=== DOCUMENT PASSAGE ===
These somber thoughts were shattered by the booming of the most extraordinary voice in Pennsylvania politics. It was of piercing force, echoing throughout the whole area of the capitol where we stood. It was deep like a man’s voice, but also penetrating like a woman’s. We all turned, for it was familiar, and there, standing feebly with the aid of a cane, was a little old woman ninety-four years old, in a neat blue dress, with all her own teeth, and a raffish grin on her face.
“When we carried this state in 1936,” the amazing voice boomed, “our party hadn’t been in power for over fifty years and we didn’t have one damned Democrat who knew a thing about procedures. Hell, we were like a bunch of country yokels.”
It was Emma Guffey Miller, the grand old lady of our party and sister to the late Senator Joe Guffey. For years the two parties in Pennsylvania had grand women as their leaders, Mrs. Worthington Scranton for the Republicans and Mrs. Miller for the Democrats. The son of the first became governor of the state; the second watched her brother become the dominant senator. Mrs. Scranton had great wealth behind her, and she spent it well; Mrs. Miller had that incredible voice and the grandeur that comes of sheer persistence.
I first met her brother in the days when he was being elected as a Democrat from a state where his party did not particularly flourish. He therefore had to engage in a certain amount of showmanship, and this he did with aplomb. I remember one meeting in Quakertown, where some three hundred of us were waiting to hear him, and he had arranged for four young men in blue suits to appear at fifteen-minute intervals, all looking alike, all breathless with excitement as they rushed into the hall.
At nine that night the first young man in blue shouted, “Senator Guffey has just left Philadelphia!”
At nine-fifteen the second man cried breathlessly, “The Senator has just left Lansdale.”
At nine-thirty the third man told us, “The Senator was seen in Sellersville.”
And at nine forty-five the last young man gathered the other three about him and they all rushed into the room, bellowing, “Here he is now, Senator Guffey!”
Mrs. Miller was to be my vice-president and I thought I had better coach her as to what was involved, but she pushed me away grandly and announced, “Good God, young man! I was a member of this College back when Gifford Pinchot was governor. And I was a member three other times and I would have been three more times but the damned Republicans carried the state.”
She looked extremely frail, so I asked her if when she presided over the election of the Vice-President of the United States, she would prefer a chair, and she bellowed, “Hell no. You stand me on that rostrum and I’ll take care of things.”
===
- **GIVEN EXERCISE 1**
List every town named in the passage about Emma Guffey Miller and her brother.
The passage and the listing are unrelated to each other.
=== GIVEN DATA ===
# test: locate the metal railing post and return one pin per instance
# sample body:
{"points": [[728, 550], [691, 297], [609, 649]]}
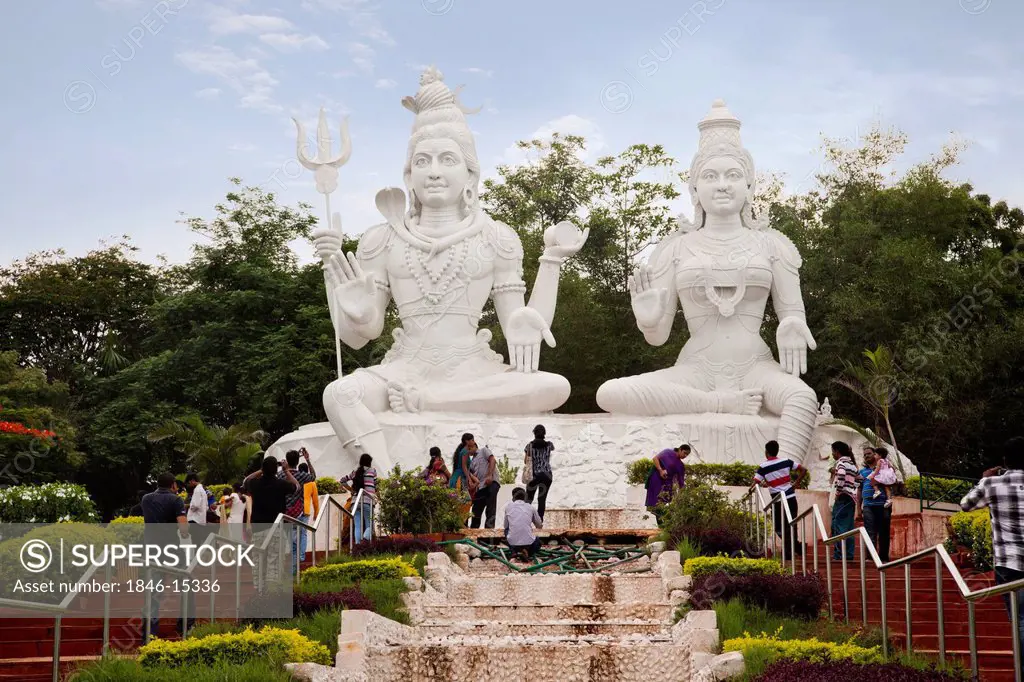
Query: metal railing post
{"points": [[803, 543], [767, 527], [184, 614], [846, 585], [907, 607], [1015, 612], [832, 606], [107, 611], [327, 554], [238, 589], [815, 549], [885, 617], [281, 553], [863, 580], [56, 647], [939, 610], [213, 577], [148, 608], [973, 634]]}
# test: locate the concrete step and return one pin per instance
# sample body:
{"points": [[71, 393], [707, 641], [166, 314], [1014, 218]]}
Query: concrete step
{"points": [[657, 611], [562, 661], [547, 629], [562, 589]]}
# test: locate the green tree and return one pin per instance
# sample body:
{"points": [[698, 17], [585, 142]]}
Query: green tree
{"points": [[219, 454], [625, 211], [875, 382], [930, 270], [74, 317]]}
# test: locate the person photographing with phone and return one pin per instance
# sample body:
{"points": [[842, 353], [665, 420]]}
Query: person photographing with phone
{"points": [[1001, 489], [269, 495]]}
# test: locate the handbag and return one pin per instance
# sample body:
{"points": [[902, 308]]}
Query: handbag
{"points": [[650, 474]]}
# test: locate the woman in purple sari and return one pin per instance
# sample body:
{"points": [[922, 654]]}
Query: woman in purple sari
{"points": [[669, 471]]}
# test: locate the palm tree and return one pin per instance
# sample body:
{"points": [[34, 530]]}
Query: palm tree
{"points": [[218, 454], [875, 382]]}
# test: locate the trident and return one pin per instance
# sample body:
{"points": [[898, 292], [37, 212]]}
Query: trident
{"points": [[325, 169]]}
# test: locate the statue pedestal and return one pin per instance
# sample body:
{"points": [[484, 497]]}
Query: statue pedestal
{"points": [[591, 451]]}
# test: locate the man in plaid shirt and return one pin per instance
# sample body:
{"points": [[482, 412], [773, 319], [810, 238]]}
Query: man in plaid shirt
{"points": [[1004, 495]]}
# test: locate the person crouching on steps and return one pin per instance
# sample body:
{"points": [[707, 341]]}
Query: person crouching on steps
{"points": [[519, 519]]}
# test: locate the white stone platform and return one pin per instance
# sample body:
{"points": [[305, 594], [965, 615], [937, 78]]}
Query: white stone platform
{"points": [[591, 451], [571, 628]]}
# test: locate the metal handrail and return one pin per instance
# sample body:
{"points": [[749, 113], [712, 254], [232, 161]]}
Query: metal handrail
{"points": [[60, 609], [932, 504], [942, 559]]}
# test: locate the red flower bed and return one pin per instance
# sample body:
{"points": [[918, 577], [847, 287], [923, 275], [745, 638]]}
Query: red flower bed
{"points": [[20, 429], [803, 671], [799, 596], [399, 546], [350, 598]]}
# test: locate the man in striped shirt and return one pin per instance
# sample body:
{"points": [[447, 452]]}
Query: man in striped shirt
{"points": [[780, 476], [846, 483], [1003, 493]]}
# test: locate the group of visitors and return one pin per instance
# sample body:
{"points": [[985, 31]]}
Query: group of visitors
{"points": [[474, 469], [862, 493], [667, 474]]}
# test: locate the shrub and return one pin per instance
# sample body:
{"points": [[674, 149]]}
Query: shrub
{"points": [[844, 671], [127, 520], [285, 645], [709, 565], [973, 530], [727, 474], [129, 529], [637, 472], [116, 669], [715, 543], [699, 506], [50, 503], [948, 489], [352, 598], [507, 473], [799, 596], [688, 549], [409, 504], [328, 485], [395, 546], [802, 649], [356, 571]]}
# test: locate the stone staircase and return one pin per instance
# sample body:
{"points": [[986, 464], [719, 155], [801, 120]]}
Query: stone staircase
{"points": [[485, 624]]}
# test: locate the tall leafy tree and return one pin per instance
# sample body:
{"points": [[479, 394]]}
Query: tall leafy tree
{"points": [[623, 200], [74, 317], [219, 454]]}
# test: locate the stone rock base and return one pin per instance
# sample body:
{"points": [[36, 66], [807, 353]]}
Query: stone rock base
{"points": [[591, 451]]}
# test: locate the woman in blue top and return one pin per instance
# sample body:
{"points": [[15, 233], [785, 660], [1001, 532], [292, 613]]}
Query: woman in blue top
{"points": [[460, 463]]}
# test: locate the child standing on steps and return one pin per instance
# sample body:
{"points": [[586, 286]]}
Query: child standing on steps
{"points": [[884, 476]]}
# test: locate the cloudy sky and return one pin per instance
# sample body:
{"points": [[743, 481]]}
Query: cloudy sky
{"points": [[121, 114]]}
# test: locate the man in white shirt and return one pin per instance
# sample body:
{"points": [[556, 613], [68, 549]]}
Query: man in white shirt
{"points": [[198, 505], [520, 516]]}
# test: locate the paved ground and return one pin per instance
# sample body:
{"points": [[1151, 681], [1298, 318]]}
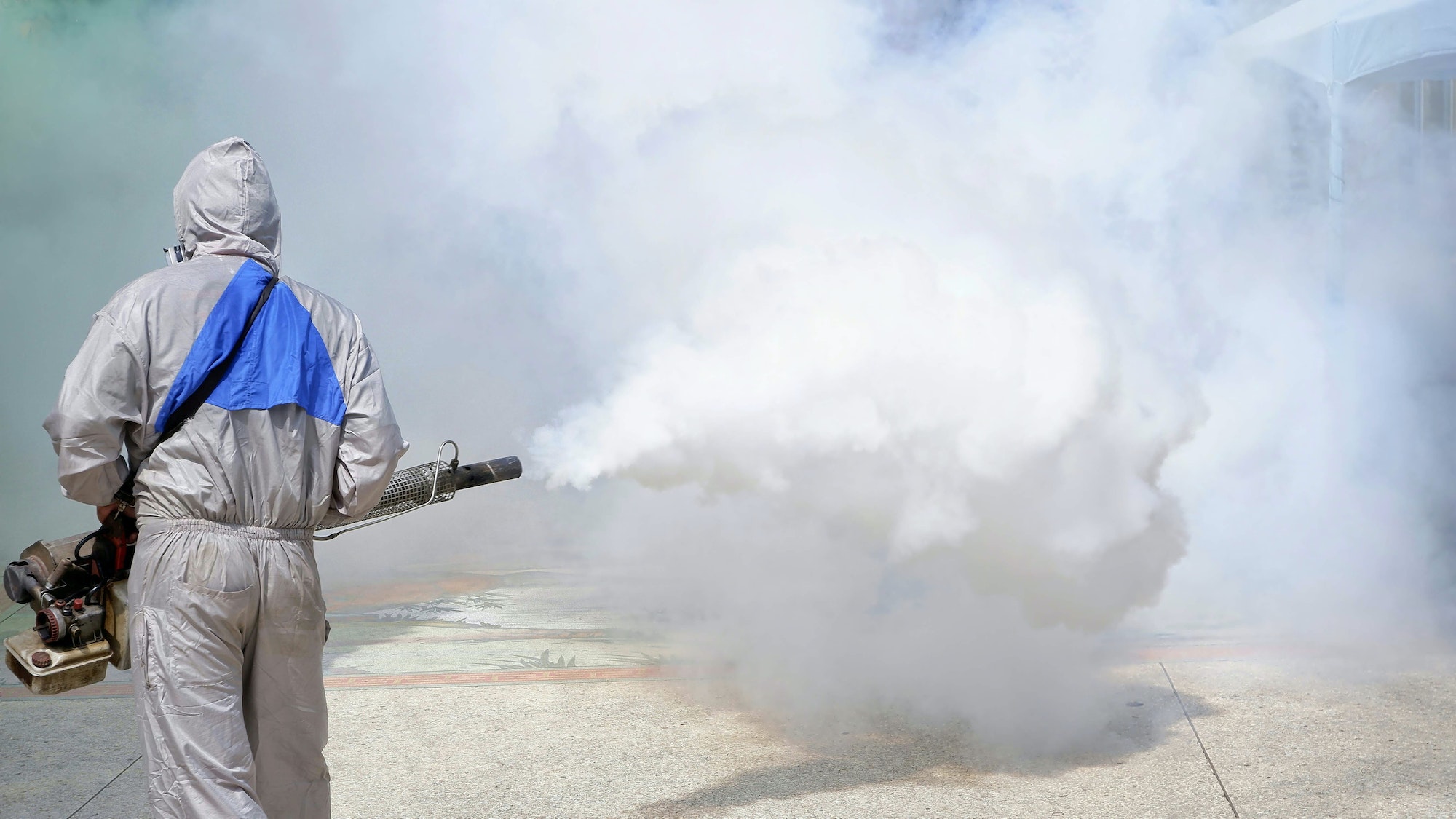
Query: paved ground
{"points": [[513, 695]]}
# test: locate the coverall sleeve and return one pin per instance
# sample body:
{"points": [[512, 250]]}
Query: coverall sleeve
{"points": [[101, 397], [372, 445]]}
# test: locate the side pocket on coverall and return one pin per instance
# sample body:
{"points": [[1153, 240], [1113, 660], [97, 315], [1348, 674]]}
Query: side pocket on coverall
{"points": [[145, 653]]}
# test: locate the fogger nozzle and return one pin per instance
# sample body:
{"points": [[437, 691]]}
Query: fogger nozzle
{"points": [[432, 483]]}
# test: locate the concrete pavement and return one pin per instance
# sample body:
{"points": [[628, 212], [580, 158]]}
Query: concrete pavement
{"points": [[519, 697]]}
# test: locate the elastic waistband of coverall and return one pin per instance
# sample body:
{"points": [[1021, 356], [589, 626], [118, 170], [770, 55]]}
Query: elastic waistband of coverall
{"points": [[218, 526]]}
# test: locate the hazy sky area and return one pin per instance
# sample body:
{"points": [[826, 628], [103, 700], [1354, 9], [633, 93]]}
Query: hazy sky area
{"points": [[828, 330]]}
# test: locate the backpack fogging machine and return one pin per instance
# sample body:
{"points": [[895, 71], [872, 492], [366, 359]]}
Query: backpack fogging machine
{"points": [[78, 585]]}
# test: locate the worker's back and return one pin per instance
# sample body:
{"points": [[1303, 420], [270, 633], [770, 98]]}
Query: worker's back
{"points": [[228, 614], [299, 423]]}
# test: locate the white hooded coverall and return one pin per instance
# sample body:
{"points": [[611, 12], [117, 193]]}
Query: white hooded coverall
{"points": [[226, 612]]}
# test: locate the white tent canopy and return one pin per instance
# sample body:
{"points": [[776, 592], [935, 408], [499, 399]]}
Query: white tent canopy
{"points": [[1342, 41], [1337, 43]]}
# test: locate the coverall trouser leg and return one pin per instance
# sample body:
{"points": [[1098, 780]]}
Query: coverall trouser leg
{"points": [[228, 663]]}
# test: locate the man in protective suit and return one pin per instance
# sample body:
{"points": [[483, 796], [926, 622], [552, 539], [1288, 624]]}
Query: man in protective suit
{"points": [[226, 612]]}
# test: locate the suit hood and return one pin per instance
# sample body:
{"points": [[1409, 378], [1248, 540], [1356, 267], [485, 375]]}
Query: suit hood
{"points": [[225, 206]]}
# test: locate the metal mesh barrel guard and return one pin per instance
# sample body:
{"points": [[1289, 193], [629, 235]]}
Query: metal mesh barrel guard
{"points": [[411, 488]]}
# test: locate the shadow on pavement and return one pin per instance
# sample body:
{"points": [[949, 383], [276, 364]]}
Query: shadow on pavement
{"points": [[935, 756]]}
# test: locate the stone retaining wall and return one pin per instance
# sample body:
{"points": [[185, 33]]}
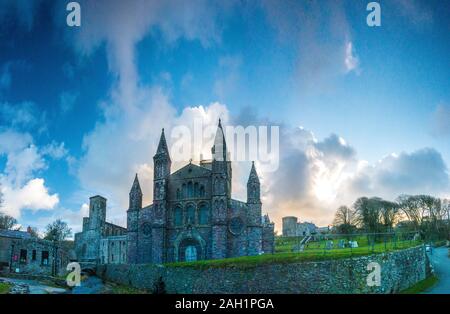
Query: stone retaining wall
{"points": [[399, 270]]}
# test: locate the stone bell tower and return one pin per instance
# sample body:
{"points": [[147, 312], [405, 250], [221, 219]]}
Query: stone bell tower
{"points": [[161, 173], [221, 194]]}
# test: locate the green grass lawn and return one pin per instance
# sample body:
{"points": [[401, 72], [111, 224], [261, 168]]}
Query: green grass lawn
{"points": [[4, 287], [122, 289], [286, 244], [293, 257], [421, 286]]}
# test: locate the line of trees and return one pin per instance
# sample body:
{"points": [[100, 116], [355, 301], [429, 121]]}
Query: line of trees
{"points": [[427, 215]]}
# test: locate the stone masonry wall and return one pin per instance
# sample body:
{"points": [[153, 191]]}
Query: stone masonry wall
{"points": [[399, 270]]}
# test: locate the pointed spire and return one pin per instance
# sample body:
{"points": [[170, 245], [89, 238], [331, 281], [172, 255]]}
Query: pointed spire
{"points": [[162, 146], [219, 150], [136, 186], [253, 174]]}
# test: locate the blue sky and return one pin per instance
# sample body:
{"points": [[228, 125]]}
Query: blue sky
{"points": [[81, 108]]}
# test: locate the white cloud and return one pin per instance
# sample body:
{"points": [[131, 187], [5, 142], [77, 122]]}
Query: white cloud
{"points": [[24, 115], [67, 101], [20, 187], [33, 195]]}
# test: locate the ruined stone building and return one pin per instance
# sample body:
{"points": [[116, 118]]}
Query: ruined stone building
{"points": [[100, 241], [20, 252], [192, 217], [293, 228]]}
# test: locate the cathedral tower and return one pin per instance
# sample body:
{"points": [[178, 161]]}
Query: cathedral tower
{"points": [[221, 193], [135, 206], [161, 173], [254, 225]]}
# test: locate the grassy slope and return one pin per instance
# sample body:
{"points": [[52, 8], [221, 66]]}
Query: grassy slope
{"points": [[292, 257], [421, 286]]}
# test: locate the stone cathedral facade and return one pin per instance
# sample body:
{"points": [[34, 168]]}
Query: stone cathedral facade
{"points": [[192, 217]]}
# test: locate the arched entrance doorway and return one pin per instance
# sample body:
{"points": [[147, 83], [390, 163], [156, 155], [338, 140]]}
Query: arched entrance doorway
{"points": [[190, 254], [190, 250], [189, 246]]}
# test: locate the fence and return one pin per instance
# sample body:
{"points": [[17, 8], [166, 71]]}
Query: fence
{"points": [[357, 243]]}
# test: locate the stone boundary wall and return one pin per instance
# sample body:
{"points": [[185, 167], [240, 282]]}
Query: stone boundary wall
{"points": [[399, 270]]}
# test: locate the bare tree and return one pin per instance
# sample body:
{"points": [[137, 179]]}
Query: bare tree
{"points": [[368, 213], [427, 213], [7, 222], [344, 220]]}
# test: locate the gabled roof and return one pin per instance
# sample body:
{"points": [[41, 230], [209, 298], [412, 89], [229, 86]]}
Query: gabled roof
{"points": [[191, 171]]}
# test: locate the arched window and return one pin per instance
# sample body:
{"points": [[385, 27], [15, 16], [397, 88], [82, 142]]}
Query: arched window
{"points": [[190, 214], [196, 192], [190, 190], [178, 216], [203, 218]]}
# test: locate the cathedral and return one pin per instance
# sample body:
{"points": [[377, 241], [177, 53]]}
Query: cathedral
{"points": [[192, 217]]}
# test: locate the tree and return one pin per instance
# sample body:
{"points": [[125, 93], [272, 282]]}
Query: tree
{"points": [[368, 214], [57, 231], [344, 221], [7, 222], [389, 214], [33, 232], [427, 213]]}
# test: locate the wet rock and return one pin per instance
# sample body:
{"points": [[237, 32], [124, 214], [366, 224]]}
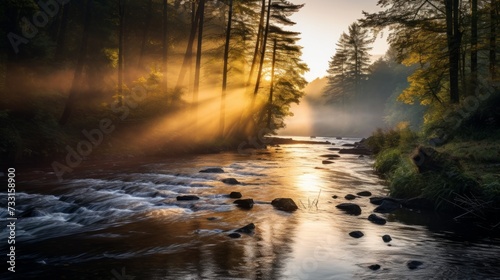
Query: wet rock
{"points": [[247, 229], [234, 235], [350, 208], [414, 264], [230, 181], [356, 234], [235, 195], [387, 238], [330, 156], [284, 204], [244, 203], [376, 219], [364, 193], [187, 197], [212, 170], [350, 197], [377, 200], [418, 203], [387, 206], [356, 151]]}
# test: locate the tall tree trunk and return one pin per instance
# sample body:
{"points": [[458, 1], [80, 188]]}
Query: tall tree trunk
{"points": [[165, 46], [196, 87], [271, 90], [121, 16], [145, 34], [61, 36], [473, 54], [258, 41], [262, 54], [224, 73], [76, 86], [453, 37], [189, 49], [493, 39]]}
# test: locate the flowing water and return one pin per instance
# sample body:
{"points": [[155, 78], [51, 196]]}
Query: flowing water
{"points": [[120, 219]]}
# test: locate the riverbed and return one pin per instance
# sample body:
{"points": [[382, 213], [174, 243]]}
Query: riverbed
{"points": [[119, 219]]}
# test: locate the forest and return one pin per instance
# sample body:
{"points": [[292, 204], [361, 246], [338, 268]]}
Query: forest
{"points": [[161, 76], [439, 98]]}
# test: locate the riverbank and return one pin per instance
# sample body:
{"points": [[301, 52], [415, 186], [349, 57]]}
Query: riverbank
{"points": [[460, 177]]}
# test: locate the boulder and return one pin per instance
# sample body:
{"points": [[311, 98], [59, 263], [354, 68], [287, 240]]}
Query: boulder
{"points": [[414, 264], [330, 156], [244, 203], [376, 219], [387, 238], [234, 235], [418, 203], [350, 197], [364, 193], [284, 204], [387, 206], [356, 151], [377, 200], [212, 170], [235, 195], [247, 229], [356, 234], [350, 208], [230, 181], [187, 197]]}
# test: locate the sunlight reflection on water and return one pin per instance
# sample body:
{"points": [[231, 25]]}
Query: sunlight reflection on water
{"points": [[166, 239]]}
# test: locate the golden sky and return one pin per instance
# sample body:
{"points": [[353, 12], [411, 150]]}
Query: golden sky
{"points": [[321, 23]]}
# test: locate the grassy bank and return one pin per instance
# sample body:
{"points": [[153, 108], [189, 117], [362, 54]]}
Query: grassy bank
{"points": [[458, 174]]}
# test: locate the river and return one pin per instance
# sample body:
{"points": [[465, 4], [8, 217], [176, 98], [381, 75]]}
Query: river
{"points": [[119, 219]]}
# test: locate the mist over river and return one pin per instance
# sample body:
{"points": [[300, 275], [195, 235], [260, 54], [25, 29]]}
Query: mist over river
{"points": [[120, 219]]}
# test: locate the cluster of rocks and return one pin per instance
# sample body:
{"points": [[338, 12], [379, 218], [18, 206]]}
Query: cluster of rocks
{"points": [[384, 205]]}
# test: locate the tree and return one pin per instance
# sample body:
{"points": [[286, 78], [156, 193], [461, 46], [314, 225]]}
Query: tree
{"points": [[77, 78], [349, 66], [224, 73]]}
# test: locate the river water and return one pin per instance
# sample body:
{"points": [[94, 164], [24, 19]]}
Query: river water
{"points": [[119, 219]]}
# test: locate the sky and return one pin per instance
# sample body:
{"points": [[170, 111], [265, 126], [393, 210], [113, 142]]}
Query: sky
===
- **GIVEN EXERCISE 2**
Rewrite everything in the listing from the line containing "# test: locate the boulder" down to the line containing "Query: boulder" as a Markdown table with the columns Row and Line, leaving out blank lines.

- **RESPONSE 1**
Quakertown, Philadelphia, Lansdale, Sellersville

- **RESPONSE 2**
| Row | Line |
|---|---|
| 1 | # test: locate the boulder and return one pin per instance |
| 2 | # sample body: |
| 3 | {"points": [[311, 98], [59, 263], [354, 68], [287, 240]]} |
| 4 | Query: boulder |